Dataset rows:
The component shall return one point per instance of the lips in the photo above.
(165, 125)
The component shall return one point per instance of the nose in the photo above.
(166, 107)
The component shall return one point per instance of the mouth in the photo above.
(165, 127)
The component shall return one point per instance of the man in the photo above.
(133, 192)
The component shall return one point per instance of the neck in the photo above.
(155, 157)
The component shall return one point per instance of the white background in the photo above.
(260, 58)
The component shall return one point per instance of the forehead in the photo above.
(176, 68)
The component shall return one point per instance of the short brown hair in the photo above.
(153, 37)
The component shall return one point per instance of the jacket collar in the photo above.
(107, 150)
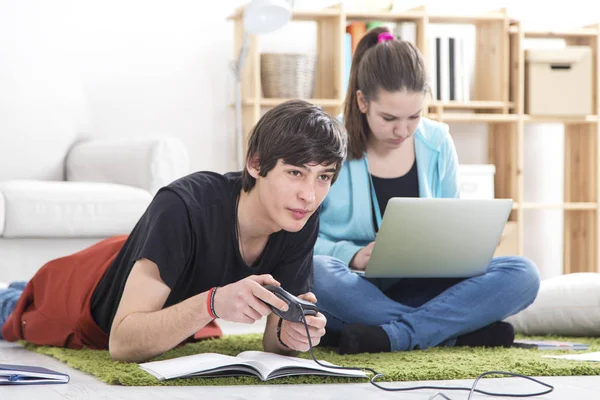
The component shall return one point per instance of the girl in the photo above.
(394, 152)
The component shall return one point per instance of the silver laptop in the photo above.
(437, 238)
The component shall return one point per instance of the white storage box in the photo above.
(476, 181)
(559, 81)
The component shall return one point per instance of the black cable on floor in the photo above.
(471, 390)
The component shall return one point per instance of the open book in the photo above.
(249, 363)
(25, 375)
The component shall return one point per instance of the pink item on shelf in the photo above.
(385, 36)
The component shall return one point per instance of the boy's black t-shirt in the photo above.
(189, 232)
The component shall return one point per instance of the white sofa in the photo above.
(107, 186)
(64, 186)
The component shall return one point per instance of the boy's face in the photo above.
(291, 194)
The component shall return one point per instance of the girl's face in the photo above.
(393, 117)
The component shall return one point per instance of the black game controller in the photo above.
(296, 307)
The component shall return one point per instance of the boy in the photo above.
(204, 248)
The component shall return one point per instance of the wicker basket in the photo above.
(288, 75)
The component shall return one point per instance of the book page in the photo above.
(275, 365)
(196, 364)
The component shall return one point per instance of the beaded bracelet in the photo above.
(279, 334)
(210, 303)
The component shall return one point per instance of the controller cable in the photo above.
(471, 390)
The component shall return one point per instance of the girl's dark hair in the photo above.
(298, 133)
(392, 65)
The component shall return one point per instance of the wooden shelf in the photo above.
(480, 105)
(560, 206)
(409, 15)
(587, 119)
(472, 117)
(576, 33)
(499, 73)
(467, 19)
---
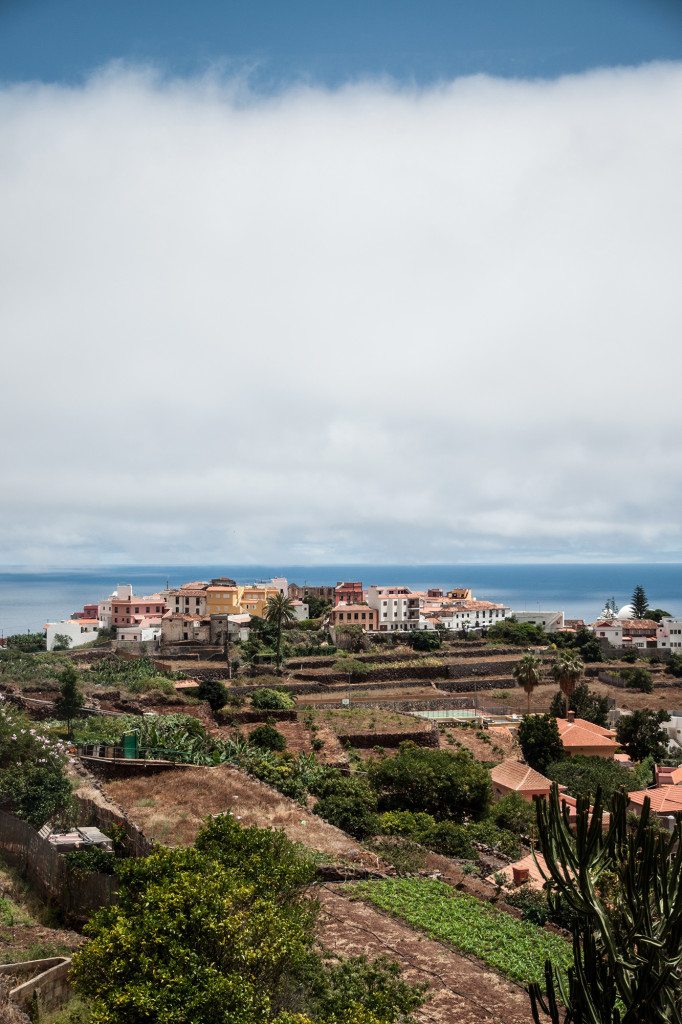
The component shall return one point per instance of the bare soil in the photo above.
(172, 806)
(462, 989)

Exercise brief:
Locate each line above containing the string "cable" and copy it in full.

The output:
The component shall return one point per instance of the black cable on floor in the photo above.
The component shall return one point per instance of the controller cable in the photo above.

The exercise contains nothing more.